▼▼▼
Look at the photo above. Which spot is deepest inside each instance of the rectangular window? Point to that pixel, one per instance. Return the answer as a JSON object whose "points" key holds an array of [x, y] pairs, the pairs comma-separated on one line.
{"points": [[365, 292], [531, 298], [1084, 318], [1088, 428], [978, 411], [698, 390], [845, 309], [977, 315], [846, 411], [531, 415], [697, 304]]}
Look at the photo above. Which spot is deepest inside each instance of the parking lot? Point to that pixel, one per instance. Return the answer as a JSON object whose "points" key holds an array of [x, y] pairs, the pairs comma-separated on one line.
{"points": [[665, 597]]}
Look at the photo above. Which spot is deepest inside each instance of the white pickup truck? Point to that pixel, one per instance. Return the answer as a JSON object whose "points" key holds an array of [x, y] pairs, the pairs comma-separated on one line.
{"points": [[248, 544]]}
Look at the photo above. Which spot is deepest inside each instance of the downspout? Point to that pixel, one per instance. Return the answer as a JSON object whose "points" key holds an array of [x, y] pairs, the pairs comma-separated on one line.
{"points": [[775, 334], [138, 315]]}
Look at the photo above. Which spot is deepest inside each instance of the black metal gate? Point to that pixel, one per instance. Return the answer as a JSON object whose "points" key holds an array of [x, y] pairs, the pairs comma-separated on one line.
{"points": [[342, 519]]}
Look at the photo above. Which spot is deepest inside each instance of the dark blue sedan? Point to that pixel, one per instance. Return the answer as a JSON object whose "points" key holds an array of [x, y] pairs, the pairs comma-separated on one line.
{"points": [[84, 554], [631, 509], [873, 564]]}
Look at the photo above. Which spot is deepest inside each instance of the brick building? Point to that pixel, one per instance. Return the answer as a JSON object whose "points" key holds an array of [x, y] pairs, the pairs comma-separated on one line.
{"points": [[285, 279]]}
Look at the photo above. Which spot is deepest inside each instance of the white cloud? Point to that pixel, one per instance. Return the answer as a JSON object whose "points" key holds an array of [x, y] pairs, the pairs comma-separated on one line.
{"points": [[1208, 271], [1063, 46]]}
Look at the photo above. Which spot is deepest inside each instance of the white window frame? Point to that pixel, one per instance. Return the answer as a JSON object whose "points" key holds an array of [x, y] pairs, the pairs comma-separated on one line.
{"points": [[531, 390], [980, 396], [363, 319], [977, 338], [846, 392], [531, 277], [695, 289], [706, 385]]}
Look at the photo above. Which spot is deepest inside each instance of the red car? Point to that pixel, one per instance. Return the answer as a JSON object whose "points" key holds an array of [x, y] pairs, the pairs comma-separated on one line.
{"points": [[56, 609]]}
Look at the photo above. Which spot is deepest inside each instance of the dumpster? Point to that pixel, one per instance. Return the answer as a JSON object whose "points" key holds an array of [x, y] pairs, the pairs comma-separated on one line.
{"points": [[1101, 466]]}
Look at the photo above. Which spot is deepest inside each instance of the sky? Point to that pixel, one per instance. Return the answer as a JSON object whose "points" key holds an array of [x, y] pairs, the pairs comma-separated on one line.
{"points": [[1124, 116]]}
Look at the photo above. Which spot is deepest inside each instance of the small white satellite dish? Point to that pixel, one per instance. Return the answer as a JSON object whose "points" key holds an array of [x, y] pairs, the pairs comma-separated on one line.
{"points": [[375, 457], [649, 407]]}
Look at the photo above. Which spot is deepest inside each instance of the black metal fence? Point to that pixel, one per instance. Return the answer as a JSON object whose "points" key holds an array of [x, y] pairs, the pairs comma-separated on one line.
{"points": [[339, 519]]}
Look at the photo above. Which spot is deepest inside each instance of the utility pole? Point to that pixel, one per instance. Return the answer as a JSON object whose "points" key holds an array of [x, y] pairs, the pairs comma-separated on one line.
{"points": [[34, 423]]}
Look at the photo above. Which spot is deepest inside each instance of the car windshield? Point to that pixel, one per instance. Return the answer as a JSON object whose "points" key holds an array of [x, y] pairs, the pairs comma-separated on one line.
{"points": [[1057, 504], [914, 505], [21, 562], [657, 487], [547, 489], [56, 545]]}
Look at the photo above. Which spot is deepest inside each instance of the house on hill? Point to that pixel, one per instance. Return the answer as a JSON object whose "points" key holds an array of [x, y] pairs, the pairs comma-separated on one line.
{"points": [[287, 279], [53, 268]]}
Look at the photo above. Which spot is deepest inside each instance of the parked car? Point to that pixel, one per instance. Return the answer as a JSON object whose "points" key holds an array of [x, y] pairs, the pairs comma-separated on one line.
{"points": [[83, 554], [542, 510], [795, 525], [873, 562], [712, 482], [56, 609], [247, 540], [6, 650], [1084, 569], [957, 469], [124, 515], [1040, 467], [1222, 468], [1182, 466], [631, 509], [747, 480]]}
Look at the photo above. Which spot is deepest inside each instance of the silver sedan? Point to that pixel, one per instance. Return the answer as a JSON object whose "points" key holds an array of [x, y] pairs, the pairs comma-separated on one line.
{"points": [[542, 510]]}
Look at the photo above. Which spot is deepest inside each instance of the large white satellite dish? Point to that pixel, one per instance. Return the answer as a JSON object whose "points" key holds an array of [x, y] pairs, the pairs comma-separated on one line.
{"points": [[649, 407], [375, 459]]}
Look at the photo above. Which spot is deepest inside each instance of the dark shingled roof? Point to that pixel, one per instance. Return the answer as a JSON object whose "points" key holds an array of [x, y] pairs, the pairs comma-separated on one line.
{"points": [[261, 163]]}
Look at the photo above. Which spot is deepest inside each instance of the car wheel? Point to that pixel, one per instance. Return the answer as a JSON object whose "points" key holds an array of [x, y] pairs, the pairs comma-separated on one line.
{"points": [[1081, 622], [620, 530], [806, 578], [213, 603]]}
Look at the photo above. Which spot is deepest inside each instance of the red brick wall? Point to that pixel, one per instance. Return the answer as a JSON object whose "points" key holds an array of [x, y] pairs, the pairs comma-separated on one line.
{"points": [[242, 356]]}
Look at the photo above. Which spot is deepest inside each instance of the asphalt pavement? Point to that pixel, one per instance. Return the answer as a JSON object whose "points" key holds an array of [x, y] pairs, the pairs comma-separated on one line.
▲▲▲
* _WRITTEN EXERCISE_
The lines to reproduce run from the line containing "the red brick" to the end of the listing; write them out exactly and add nothing.

* _TASK OUTPUT_
Look at the photo above. Which spot is deepest inside each instance of the red brick wall? Point to that pixel, one per instance. Return the answer as a JSON object whose "points" key holds an array of [x, y] pairs, the pairs comma-separated on one line.
{"points": [[242, 356]]}
Look at the photo above. Which spot is deepest inside each instance of the asphalt pavement? Point to that pixel, one per instance. Return the answer as a JSON object whose "points" key holds an array of [x, y] pairs, the pairs comma-separated on one line.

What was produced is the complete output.